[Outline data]
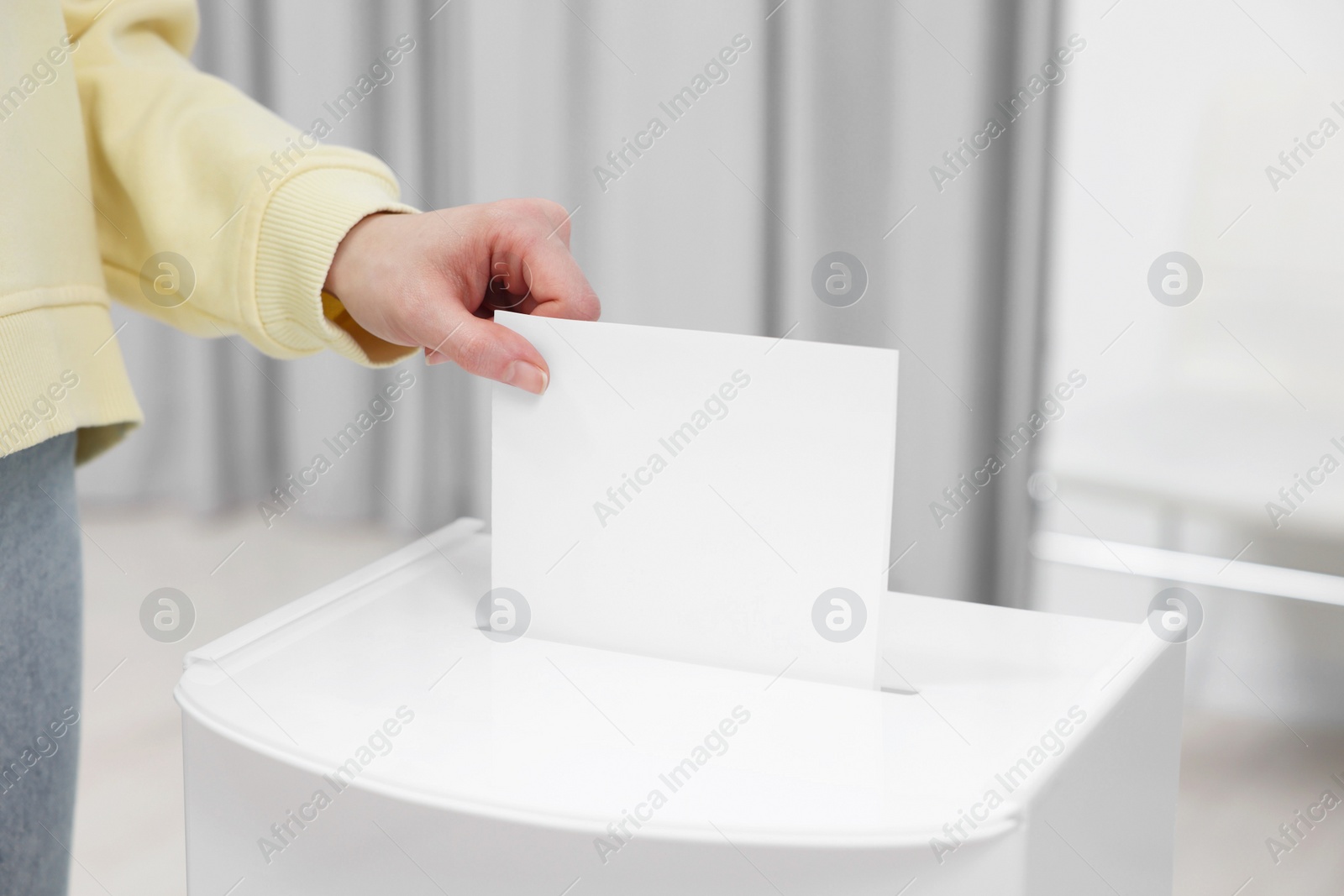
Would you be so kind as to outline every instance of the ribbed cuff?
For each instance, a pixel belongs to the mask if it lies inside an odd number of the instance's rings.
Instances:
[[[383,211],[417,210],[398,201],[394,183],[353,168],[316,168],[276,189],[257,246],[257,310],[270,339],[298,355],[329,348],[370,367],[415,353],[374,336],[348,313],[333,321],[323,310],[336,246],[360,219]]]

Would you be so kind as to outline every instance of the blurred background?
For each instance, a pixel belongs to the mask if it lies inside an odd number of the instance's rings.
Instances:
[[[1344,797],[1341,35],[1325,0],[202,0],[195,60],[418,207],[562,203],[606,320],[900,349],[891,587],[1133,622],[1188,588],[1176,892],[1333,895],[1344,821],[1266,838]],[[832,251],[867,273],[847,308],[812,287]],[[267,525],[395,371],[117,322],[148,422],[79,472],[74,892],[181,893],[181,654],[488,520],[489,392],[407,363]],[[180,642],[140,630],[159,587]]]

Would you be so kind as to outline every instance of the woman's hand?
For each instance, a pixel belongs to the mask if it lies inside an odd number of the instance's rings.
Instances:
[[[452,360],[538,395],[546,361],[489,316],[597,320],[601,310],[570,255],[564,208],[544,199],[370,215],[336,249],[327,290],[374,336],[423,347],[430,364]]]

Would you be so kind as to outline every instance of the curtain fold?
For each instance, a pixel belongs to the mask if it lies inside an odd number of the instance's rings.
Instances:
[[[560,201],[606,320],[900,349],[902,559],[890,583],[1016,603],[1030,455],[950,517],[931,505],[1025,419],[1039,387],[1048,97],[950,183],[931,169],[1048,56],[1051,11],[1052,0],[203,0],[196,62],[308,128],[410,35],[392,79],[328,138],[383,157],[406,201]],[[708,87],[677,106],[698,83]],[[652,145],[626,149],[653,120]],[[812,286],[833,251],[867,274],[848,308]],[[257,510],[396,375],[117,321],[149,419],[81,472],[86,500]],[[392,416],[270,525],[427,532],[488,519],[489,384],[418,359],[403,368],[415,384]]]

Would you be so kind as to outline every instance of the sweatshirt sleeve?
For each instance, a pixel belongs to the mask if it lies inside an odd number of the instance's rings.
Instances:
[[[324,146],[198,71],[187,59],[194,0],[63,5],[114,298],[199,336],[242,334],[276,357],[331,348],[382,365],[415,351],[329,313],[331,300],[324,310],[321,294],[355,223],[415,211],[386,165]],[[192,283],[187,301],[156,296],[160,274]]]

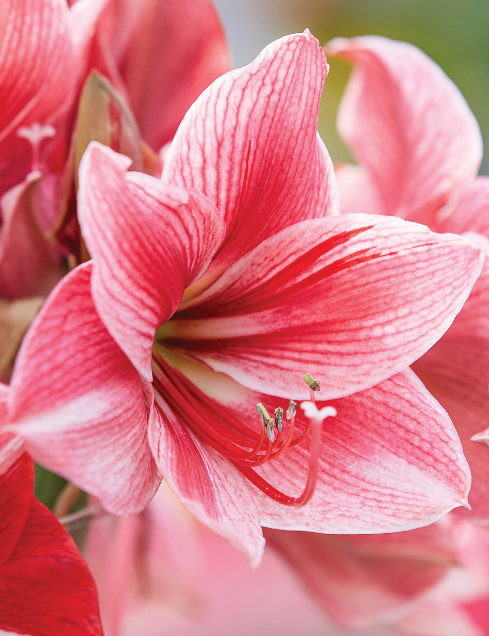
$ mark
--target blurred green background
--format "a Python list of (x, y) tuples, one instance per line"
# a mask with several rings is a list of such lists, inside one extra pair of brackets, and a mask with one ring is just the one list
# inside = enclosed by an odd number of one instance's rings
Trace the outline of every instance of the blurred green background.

[Problem description]
Rewrite the data above with "Would you be so kind as to outline" changed to "Please outline" and everything else unchanged, and leave out the pictures.

[Reply]
Please outline every instance of the ribbed cuff?
For each instance, a pixel belongs to the mask if it lies inside an odd number of the instance's rings.
Instances:
[[[383,211],[417,210],[398,201],[394,183],[353,168],[316,168],[276,189],[257,246],[257,310],[270,339],[298,355],[329,348],[370,367],[415,353],[374,336],[348,313],[333,321],[323,310],[336,246],[360,219]]]

Please outline every instance of the blurred background?
For each instance, a pixel belongs to the mask if it lies inside an odd number of the instance's rings.
Instances:
[[[1344,797],[1341,35],[1325,0],[202,0],[195,60],[418,207],[562,203],[606,320],[900,349],[891,587],[1133,622],[1188,588],[1176,892],[1333,895],[1344,821],[1266,838]],[[832,251],[867,273],[847,308],[812,287]],[[267,525],[395,371],[117,322],[148,422],[79,472],[74,892],[181,893],[181,654],[488,520],[489,392],[407,363]],[[180,642],[140,630],[159,587]]]

Please outline every instance of the woman's hand?
For each instance, a pixel belongs to the mask if it lies inside an odd number of the instance's rings.
Instances:
[[[452,360],[538,395],[546,361],[489,316],[597,320],[601,310],[570,255],[564,208],[544,199],[370,215],[336,249],[327,290],[374,336],[423,347],[430,364]]]

Please outline every instance of the curtain fold?
For each instance, a pixel belongs to the mask if it lies inside an odd number of the instance's rings.
Instances:
[[[560,201],[606,320],[900,349],[902,559],[890,583],[1016,603],[1030,455],[950,517],[931,505],[1025,419],[1039,387],[1048,97],[950,183],[931,169],[1048,56],[1051,11],[1052,0],[203,0],[196,62],[308,128],[410,35],[392,79],[328,138],[383,157],[406,201]],[[708,87],[677,106],[698,83]],[[652,145],[626,149],[653,120]],[[812,286],[833,251],[867,274],[848,308]],[[257,510],[396,375],[117,321],[149,419],[81,472],[86,500]],[[392,416],[270,525],[427,532],[488,519],[489,384],[418,359],[403,368],[415,384]]]

Please outline every instance of the sweatshirt sleeve?
For each instance, a pixel belongs to the mask if it lies inside an odd number of the instance's rings.
Instances:
[[[324,146],[198,71],[187,59],[194,0],[63,5],[114,298],[199,336],[242,334],[276,357],[331,348],[382,365],[415,351],[329,313],[331,300],[324,310],[321,294],[355,223],[415,211],[386,165]],[[192,283],[187,301],[156,296],[160,274]]]

$ mark
--target blurred green background
--format "a Python list of (x, y) tuples, one instance per line"
# a mask with several rings is a list of such lists, inside one extra pair of brackets, and a mask with one ring is just the one list
# inside = enclosed by an odd number of one instance's rings
Trace the outline of every instance of the blurred green background.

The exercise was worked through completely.